## Stored data
******

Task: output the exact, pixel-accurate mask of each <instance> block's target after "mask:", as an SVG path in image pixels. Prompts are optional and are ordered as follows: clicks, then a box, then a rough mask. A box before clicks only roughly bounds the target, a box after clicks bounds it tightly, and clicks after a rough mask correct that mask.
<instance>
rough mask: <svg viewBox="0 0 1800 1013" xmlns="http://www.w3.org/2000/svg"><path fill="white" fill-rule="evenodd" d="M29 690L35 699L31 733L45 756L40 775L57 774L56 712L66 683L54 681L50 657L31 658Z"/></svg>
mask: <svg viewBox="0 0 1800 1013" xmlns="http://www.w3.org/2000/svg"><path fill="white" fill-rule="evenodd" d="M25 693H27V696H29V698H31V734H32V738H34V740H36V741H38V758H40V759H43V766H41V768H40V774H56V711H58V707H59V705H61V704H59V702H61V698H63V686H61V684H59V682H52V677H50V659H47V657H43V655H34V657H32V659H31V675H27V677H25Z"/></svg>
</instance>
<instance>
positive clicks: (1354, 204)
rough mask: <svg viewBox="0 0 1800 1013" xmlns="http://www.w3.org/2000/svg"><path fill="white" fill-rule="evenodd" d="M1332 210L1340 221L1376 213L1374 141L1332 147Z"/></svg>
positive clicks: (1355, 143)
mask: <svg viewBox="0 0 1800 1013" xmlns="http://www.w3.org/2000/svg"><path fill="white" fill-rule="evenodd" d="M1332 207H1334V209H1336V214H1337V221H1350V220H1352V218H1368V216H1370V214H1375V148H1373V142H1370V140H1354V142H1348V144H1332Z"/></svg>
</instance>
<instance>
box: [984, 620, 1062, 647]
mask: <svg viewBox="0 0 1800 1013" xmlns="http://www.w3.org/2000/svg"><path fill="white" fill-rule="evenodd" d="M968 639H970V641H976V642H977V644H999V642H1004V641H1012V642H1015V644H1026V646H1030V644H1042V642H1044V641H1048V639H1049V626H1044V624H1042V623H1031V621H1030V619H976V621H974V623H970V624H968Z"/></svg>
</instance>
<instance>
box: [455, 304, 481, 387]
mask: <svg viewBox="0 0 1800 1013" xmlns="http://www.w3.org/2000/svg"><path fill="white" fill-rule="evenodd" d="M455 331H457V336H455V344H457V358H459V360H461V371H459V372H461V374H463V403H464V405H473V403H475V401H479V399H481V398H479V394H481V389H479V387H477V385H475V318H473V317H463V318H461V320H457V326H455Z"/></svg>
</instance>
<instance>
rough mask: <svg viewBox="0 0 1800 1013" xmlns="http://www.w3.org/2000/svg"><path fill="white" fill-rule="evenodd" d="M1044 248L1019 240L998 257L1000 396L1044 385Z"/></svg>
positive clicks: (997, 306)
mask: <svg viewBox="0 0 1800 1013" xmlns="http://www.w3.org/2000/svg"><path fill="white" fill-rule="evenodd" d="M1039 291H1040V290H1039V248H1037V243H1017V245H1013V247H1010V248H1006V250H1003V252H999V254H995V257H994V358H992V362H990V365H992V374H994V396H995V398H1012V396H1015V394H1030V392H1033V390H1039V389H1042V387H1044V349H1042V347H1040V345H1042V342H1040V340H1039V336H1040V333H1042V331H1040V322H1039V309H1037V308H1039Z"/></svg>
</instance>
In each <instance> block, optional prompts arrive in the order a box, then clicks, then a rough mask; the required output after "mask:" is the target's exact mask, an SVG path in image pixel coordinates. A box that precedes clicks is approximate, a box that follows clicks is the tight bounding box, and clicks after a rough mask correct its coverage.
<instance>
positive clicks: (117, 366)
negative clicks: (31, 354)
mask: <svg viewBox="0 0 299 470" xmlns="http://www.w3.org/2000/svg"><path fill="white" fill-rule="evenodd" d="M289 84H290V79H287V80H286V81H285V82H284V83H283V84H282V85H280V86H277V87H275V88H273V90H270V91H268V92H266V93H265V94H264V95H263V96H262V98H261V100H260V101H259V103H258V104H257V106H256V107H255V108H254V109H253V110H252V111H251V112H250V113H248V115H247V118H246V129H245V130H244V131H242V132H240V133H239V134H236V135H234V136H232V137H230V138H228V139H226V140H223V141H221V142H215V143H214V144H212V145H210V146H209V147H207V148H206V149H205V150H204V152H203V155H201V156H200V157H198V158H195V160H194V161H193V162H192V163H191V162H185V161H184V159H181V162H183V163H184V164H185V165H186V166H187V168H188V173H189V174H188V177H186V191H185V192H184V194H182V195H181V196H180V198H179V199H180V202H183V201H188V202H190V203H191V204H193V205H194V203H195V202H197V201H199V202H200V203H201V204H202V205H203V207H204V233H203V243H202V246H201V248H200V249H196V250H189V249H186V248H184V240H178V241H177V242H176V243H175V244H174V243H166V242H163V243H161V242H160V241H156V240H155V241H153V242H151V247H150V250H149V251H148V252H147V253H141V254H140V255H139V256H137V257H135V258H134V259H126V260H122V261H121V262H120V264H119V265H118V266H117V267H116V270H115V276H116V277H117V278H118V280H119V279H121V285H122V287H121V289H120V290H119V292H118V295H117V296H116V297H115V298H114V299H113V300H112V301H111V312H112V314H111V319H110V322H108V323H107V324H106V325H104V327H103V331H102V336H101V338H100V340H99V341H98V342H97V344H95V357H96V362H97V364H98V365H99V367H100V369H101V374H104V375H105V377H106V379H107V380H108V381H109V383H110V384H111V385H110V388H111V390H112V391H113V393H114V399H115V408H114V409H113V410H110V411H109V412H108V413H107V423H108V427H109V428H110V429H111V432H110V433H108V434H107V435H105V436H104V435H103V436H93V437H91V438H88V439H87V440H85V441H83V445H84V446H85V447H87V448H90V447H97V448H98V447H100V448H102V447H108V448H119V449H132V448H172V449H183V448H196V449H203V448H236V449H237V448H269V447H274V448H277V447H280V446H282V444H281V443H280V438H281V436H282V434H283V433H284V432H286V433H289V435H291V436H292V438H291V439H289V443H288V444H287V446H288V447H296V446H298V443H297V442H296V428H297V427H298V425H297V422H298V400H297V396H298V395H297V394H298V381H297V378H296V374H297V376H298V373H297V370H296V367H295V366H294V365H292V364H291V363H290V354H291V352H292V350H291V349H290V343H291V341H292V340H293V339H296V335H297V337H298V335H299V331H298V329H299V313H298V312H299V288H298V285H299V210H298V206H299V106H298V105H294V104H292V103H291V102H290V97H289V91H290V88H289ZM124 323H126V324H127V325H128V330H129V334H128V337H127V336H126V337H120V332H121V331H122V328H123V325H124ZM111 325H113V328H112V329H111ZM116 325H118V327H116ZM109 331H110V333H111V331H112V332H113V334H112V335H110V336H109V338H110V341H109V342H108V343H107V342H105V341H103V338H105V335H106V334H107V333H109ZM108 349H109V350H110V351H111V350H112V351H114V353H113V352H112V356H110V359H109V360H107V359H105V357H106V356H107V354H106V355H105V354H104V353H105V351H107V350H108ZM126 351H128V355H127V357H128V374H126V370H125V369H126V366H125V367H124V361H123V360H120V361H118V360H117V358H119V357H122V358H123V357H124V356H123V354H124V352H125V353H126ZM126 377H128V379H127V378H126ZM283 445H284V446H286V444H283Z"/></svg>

******

## Task objective
Rewrite all of the items above, switching every "rough mask" to "coarse mask" and leaving everything else unchanged.

## Response below
Task: output the exact, pixel-accurate mask of each <instance> block's target after "mask:", as an SVG path in image pixels. Prompts are optional and are ordered as follows: clicks, then a box, then a coarse mask. A box before clicks only roughly bounds the target, a box after clicks bounds it tightly, and clicks after a coarse mask correct that mask.
<instance>
coarse mask: <svg viewBox="0 0 1800 1013" xmlns="http://www.w3.org/2000/svg"><path fill="white" fill-rule="evenodd" d="M29 690L35 699L31 733L45 756L40 775L57 774L56 712L66 683L54 681L50 657L31 658Z"/></svg>
mask: <svg viewBox="0 0 1800 1013" xmlns="http://www.w3.org/2000/svg"><path fill="white" fill-rule="evenodd" d="M25 693H27V696H29V698H31V734H32V738H34V740H36V741H38V758H40V759H43V766H41V768H40V774H56V711H58V707H59V705H61V704H59V702H61V698H63V686H61V684H59V682H52V677H50V659H47V657H43V655H34V657H32V659H31V675H27V677H25Z"/></svg>
</instance>
<instance>
positive clicks: (1354, 204)
coarse mask: <svg viewBox="0 0 1800 1013" xmlns="http://www.w3.org/2000/svg"><path fill="white" fill-rule="evenodd" d="M1332 210L1340 221L1376 213L1374 141L1332 147Z"/></svg>
positive clicks: (1355, 143)
mask: <svg viewBox="0 0 1800 1013" xmlns="http://www.w3.org/2000/svg"><path fill="white" fill-rule="evenodd" d="M1332 207H1334V209H1336V214H1337V221H1350V220H1352V218H1368V216H1370V214H1375V148H1373V142H1370V140H1354V142H1348V144H1332Z"/></svg>
</instance>
<instance>
box: [984, 620, 1062, 647]
mask: <svg viewBox="0 0 1800 1013" xmlns="http://www.w3.org/2000/svg"><path fill="white" fill-rule="evenodd" d="M968 639H970V641H976V642H977V644H999V642H1004V641H1012V642H1015V644H1026V646H1030V644H1042V642H1044V641H1048V639H1049V626H1044V624H1042V623H1031V621H1030V619H976V621H974V623H970V624H968Z"/></svg>
</instance>
<instance>
box: [455, 304, 481, 387]
mask: <svg viewBox="0 0 1800 1013" xmlns="http://www.w3.org/2000/svg"><path fill="white" fill-rule="evenodd" d="M455 331H457V336H455V344H457V358H459V360H461V371H459V372H461V374H463V403H464V405H473V403H475V401H479V399H481V398H479V394H481V389H479V387H477V385H475V318H473V317H463V318H461V320H457V326H455Z"/></svg>
</instance>
<instance>
coarse mask: <svg viewBox="0 0 1800 1013" xmlns="http://www.w3.org/2000/svg"><path fill="white" fill-rule="evenodd" d="M1044 248L1019 240L998 257L1000 396L1044 385Z"/></svg>
positive clicks: (997, 306)
mask: <svg viewBox="0 0 1800 1013" xmlns="http://www.w3.org/2000/svg"><path fill="white" fill-rule="evenodd" d="M1039 291H1040V290H1039V248H1037V243H1017V245H1013V247H1010V248H1006V250H1003V252H999V254H995V257H994V358H992V362H990V365H992V374H994V396H995V398H1012V396H1015V394H1030V392H1033V390H1039V389H1042V387H1044V349H1042V347H1040V345H1042V342H1040V340H1039V336H1040V333H1042V331H1040V322H1039V309H1037V308H1039Z"/></svg>
</instance>
In each <instance> block, optional prompts arrive in the order a box, then clicks, then a coarse mask; the required output after "mask:" is the target's exact mask, an SVG path in image pixel coordinates. A box that precedes clicks is approximate, a box that follows clicks is the tight bounding box, and clicks after a coarse mask correct its coverage.
<instance>
positive clicks: (117, 366)
negative clicks: (31, 354)
mask: <svg viewBox="0 0 299 470" xmlns="http://www.w3.org/2000/svg"><path fill="white" fill-rule="evenodd" d="M289 84H290V79H287V80H286V81H285V82H284V83H283V84H282V85H280V86H277V87H275V88H273V90H270V91H268V92H266V93H265V94H264V95H263V96H262V98H261V100H260V101H259V103H258V104H257V106H256V107H255V108H254V109H253V110H252V111H251V112H250V113H248V115H247V118H246V129H245V130H244V131H242V132H240V133H239V134H236V135H234V136H232V137H230V138H228V139H226V140H223V141H221V142H215V143H214V144H212V145H210V146H209V147H207V148H206V149H205V150H204V152H203V155H201V156H200V157H198V158H195V160H194V161H193V162H192V163H191V162H185V161H184V159H181V162H183V163H184V164H185V165H186V166H187V168H188V173H189V174H188V177H186V191H185V192H184V194H182V195H181V196H180V198H179V199H180V202H183V201H188V202H190V203H191V204H193V205H194V203H195V202H197V201H199V202H200V203H201V204H202V205H203V207H204V233H203V243H202V246H201V248H200V249H196V250H189V249H186V248H184V240H178V241H177V242H176V243H175V244H174V243H166V242H163V243H161V242H160V241H156V240H155V241H153V242H151V247H150V250H149V251H148V252H147V253H141V254H140V255H139V256H137V257H135V258H134V259H126V260H122V261H121V262H120V264H119V265H118V266H117V267H116V270H115V276H116V277H117V278H118V280H119V279H121V285H122V287H121V289H120V290H119V292H118V295H117V296H116V297H115V298H114V299H113V300H112V301H111V312H112V314H111V319H110V322H108V323H107V324H106V325H104V327H103V331H102V336H101V338H100V340H99V341H98V342H97V344H95V357H96V362H97V364H98V365H99V367H100V369H101V374H104V375H105V377H106V379H107V380H108V381H109V383H110V384H111V385H110V388H111V390H112V391H113V393H114V399H115V408H114V409H113V410H110V411H109V412H108V413H107V423H108V427H109V428H110V429H111V432H110V433H108V434H107V435H105V436H104V435H103V436H93V437H91V438H88V439H87V440H85V441H83V445H84V446H85V447H87V448H90V447H97V448H98V447H100V448H102V447H108V448H119V449H132V448H172V449H183V448H196V449H203V448H236V449H237V448H269V447H274V448H277V447H280V446H282V444H281V443H280V438H281V436H282V434H283V433H284V432H286V433H289V435H291V436H292V438H291V439H289V443H288V444H287V446H288V447H296V446H298V443H297V442H296V428H297V427H298V425H297V422H298V400H297V396H298V395H297V394H298V381H297V378H296V374H297V376H298V373H297V370H296V367H295V366H294V365H292V364H291V363H290V354H291V352H292V350H291V349H290V343H291V341H292V340H293V339H296V335H297V337H298V335H299V331H298V329H299V313H298V312H299V288H298V285H299V210H298V206H299V106H298V105H294V104H292V103H291V102H290V97H289V91H290V88H289ZM124 323H126V324H127V325H128V330H129V334H128V337H127V336H126V337H120V332H121V331H122V328H123V325H124ZM111 325H113V328H112V329H111ZM116 325H118V327H116ZM109 331H110V333H111V331H112V332H113V334H112V335H110V336H109V338H110V341H109V342H108V343H107V342H105V341H103V338H105V335H106V334H107V333H109ZM108 349H109V350H110V351H111V350H112V351H114V353H113V352H112V356H110V359H109V360H107V359H105V357H106V356H107V354H106V355H105V354H104V353H105V351H107V350H108ZM126 351H128V355H127V357H128V374H126V370H125V369H126V366H125V367H124V361H123V360H120V361H118V360H117V358H119V357H122V358H123V357H124V356H123V354H124V352H125V353H126ZM126 377H128V379H127V378H126ZM283 445H284V446H286V444H283Z"/></svg>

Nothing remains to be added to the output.